##### Records #####

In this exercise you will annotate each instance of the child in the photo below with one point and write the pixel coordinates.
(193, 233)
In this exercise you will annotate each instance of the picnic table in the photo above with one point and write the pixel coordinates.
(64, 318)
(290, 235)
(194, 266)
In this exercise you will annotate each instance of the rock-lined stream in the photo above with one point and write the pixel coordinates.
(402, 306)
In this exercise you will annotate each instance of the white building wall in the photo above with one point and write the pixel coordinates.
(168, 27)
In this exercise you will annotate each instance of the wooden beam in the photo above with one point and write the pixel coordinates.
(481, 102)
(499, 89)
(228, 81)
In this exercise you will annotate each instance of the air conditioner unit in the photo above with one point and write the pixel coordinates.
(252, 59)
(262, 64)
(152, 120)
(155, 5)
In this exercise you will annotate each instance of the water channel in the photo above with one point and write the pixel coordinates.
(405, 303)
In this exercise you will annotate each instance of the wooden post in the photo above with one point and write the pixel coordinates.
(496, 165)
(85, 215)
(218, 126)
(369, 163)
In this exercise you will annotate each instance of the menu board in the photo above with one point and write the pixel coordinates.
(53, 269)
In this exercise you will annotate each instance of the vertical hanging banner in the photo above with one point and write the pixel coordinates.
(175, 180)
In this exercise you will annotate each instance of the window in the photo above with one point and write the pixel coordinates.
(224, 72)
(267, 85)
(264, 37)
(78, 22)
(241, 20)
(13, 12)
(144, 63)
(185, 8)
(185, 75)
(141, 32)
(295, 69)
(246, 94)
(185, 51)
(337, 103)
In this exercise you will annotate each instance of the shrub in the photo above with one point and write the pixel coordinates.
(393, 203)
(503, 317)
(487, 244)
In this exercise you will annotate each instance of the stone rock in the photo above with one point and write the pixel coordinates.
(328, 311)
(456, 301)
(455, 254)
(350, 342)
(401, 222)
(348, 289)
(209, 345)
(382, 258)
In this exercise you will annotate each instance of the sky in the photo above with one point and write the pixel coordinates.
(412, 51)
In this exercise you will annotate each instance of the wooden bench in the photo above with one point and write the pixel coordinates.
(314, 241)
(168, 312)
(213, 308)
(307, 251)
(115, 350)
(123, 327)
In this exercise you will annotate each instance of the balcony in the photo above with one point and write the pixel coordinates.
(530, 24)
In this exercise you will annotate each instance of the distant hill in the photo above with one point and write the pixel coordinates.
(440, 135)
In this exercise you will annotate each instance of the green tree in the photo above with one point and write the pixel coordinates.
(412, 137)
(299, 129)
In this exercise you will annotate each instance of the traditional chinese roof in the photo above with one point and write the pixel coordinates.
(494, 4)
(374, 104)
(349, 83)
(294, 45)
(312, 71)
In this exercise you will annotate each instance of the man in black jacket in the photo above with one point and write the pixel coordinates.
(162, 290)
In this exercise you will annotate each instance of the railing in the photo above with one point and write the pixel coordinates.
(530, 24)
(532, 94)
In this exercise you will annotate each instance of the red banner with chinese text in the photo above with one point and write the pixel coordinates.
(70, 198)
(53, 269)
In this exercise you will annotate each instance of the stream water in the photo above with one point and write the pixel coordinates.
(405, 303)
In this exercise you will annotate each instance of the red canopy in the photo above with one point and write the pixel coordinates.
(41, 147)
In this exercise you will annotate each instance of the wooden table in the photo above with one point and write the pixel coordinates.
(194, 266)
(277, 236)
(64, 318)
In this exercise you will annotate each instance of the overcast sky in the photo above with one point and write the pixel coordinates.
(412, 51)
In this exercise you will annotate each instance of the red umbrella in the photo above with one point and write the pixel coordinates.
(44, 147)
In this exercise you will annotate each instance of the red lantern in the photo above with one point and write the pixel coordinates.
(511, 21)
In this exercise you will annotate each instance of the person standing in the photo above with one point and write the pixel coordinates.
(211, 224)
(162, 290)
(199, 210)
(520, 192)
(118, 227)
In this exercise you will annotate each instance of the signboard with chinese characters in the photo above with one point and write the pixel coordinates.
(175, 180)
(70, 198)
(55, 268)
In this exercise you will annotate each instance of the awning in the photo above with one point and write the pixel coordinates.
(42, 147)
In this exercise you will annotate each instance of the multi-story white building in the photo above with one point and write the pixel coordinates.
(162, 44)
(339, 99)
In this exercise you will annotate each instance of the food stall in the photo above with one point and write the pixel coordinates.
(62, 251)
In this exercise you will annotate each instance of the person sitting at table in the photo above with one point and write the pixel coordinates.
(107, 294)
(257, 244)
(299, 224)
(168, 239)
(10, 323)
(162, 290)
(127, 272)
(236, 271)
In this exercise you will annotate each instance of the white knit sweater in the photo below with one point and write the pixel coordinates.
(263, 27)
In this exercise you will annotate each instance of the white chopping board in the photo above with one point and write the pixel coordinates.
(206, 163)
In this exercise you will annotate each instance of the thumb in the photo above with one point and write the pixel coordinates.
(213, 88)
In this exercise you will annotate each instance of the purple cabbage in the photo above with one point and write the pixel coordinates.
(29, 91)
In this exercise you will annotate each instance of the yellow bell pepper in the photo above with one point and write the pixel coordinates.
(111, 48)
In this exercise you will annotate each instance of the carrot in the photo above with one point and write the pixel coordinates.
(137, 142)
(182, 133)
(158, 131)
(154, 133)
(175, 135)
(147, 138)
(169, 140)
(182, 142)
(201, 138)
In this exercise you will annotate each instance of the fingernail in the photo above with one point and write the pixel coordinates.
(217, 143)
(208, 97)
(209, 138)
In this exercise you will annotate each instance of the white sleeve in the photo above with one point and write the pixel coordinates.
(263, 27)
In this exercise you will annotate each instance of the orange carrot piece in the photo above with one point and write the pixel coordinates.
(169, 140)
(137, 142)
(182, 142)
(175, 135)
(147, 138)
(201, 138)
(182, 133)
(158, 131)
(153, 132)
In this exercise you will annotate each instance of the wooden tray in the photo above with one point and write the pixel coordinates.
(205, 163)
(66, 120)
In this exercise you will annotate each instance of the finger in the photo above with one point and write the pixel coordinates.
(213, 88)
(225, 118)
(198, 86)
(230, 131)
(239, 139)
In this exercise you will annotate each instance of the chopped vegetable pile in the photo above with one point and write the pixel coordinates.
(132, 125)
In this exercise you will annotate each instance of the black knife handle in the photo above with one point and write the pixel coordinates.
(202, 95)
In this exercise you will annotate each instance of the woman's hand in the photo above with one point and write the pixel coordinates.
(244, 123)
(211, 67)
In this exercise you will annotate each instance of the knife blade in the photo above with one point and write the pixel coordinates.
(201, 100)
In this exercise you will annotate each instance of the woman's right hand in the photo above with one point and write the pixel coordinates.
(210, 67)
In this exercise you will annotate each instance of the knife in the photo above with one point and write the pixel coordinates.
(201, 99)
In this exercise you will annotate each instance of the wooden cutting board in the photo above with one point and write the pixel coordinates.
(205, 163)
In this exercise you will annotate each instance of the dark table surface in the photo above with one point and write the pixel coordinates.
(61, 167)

#####

» **Work instruction**
From the line with "the knife in" to the final line of the entries above, return every line exactly as written.

» **Response**
In this exercise you will annotate each instance of the knife in the photo above with one point and write the pixel coordinates.
(201, 99)
In this exercise you will annotate each instance of the wooden cutting board in the photo above with one point and write the pixel coordinates.
(205, 163)
In this exercise you will annotate each instance of the dark table surface in the photo above with one point and write the pixel coordinates.
(61, 167)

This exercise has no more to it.